▶ Aim of the task
May I have, exactly as written, the line containing "Query: grass field" and every line after it through the end of the listing below, and nothing else?
== Extracted information ==
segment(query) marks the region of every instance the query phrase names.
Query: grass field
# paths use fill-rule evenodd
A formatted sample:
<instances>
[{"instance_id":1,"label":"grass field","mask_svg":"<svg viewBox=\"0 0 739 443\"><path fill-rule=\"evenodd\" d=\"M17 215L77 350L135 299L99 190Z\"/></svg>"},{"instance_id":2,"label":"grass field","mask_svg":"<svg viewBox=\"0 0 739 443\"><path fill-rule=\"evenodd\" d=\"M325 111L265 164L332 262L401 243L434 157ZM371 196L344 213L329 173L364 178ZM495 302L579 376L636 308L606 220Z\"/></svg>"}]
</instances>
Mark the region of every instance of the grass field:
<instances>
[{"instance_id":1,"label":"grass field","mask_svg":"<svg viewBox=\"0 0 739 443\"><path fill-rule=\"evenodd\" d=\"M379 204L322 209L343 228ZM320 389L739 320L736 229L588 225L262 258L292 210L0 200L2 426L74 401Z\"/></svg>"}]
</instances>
===
▶ Task response
Query: grass field
# paths use fill-rule evenodd
A formatted sample:
<instances>
[{"instance_id":1,"label":"grass field","mask_svg":"<svg viewBox=\"0 0 739 443\"><path fill-rule=\"evenodd\" d=\"M17 215L77 350L135 299L99 190Z\"/></svg>"},{"instance_id":2,"label":"grass field","mask_svg":"<svg viewBox=\"0 0 739 443\"><path fill-rule=\"evenodd\" d=\"M325 111L265 164L332 262L401 243L434 157ZM371 196L344 213L329 173L364 178ZM495 302L579 376L636 308L606 220Z\"/></svg>"}]
</instances>
Mark the region of every instance of the grass field:
<instances>
[{"instance_id":1,"label":"grass field","mask_svg":"<svg viewBox=\"0 0 739 443\"><path fill-rule=\"evenodd\" d=\"M379 204L322 209L343 228ZM320 389L739 320L736 229L588 225L262 258L292 210L0 200L2 426L74 401Z\"/></svg>"}]
</instances>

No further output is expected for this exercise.